• _RECORD SET_:
○ ○ ○ ○ ○ ○ ○

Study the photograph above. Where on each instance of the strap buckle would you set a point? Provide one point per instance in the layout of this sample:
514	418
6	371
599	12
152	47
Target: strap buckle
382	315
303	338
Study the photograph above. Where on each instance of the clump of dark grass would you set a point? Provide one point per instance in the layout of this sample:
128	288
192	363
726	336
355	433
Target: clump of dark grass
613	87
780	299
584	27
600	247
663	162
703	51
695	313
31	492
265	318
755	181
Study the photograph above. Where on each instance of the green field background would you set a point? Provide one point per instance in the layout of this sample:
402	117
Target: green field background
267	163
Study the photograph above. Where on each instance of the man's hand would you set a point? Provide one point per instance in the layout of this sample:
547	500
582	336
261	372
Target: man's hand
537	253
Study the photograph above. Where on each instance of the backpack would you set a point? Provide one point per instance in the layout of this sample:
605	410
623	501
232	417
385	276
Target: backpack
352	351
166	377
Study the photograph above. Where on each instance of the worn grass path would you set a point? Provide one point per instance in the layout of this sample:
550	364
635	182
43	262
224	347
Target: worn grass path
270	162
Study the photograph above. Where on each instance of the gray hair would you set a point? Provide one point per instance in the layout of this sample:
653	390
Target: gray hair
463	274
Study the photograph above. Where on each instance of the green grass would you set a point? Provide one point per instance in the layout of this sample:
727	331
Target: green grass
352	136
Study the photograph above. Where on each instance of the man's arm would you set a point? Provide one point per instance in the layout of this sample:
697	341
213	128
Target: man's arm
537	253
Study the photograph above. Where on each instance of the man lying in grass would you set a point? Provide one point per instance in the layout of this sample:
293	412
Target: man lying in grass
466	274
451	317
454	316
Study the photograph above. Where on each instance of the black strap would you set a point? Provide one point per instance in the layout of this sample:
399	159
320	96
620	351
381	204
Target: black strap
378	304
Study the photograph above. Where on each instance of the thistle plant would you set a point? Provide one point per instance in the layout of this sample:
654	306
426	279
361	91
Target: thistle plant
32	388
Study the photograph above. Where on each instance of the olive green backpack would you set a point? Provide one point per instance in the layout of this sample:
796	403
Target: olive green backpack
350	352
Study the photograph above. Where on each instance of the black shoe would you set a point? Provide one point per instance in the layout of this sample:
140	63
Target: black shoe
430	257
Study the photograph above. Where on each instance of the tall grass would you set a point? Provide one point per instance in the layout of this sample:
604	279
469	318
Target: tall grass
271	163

○ ○ ○ ○ ○ ○ ○

• _TASK TO COMPLETE_: Could you restate every entry verbatim, please?

• _RESULT_:
Study the photograph above. Where on each instance of the strap buckle would you set a point? Provide one point per instance in the layout of this sample:
514	418
6	371
599	12
152	47
Target: strap buckle
382	315
303	338
Study the photograph above. Where on each instance of the clump of dark grass would you set a point? Provide one point per instance in the layout of this sample:
128	288
192	363
726	336
355	433
Target: clump of dark grass
613	87
780	299
584	27
600	247
663	162
703	51
695	313
31	492
265	318
755	181
Study the photograph above. Where on each instance of the green field background would you set a point? Provide one point per instance in the layout of this sample:
402	117
Target: green field background
267	163
Study the photograph above. Where on each instance of the man's hand would you set a point? Provide one point per instance in the layout of this sample:
547	500
582	336
261	372
Target: man's hand
537	253
Study the photograph above. Where on each instance of the backpack would you set a point? Provide one point per instance in the layout of this sample:
605	410
623	501
232	417
385	276
Target: backpack
352	351
166	377
Study the photograph above. Where on each instance of the worn grass path would you set a point? Provide one point per instance in the layout of this sample:
550	364
635	182
43	262
224	347
Target: worn grass path
270	162
Study the photograph above. Where on each instance of the gray hair would you set a point? Provide one point per instance in the layout of this sample:
653	390
Target: gray hair
463	274
Study the photograph above. Where on each instance of the green grass would you set a point? Provide one point per instance in the layout of this sample:
727	331
Target: green grass
352	136
Study the photograph above. Where on each instance of the man's arm would you set a point? Provide one point per instance in the layout of this sample:
697	341
213	128
Target: man's arm
537	253
Study the photograph above. Where on each instance of the man lying in grass would you set a point? Provide one point per instance in the layout of this sample:
293	412
Target: man lying in grass
466	274
451	317
454	316
Study the photograph above. Where on each instance of the black strap would you set a point? Provide one point per instance in the layout of this sample:
399	159
320	96
620	351
381	204
Target: black strap
378	304
Study the photograph above. Where on each instance of the thistle plant would you set a point? Provide one point per instance in the layout of this sample:
654	306
426	279
361	91
Target: thistle plant
32	388
Study the photograph above. Where on each instance of the olive green backpack would you set a point? Provide one point per instance in the layout of this sample:
796	403
Target: olive green backpack
350	352
Study the photograph above. Where on each instance of the black shoe would you set a point? Provide one point per instance in the layout of this sample:
140	63
Target: black shoe
430	257
Study the photograph above. Where on each instance of the tall grass would you set a point? Provide one point per instance in the layout of this sample:
604	279
469	318
Target: tall grass
271	163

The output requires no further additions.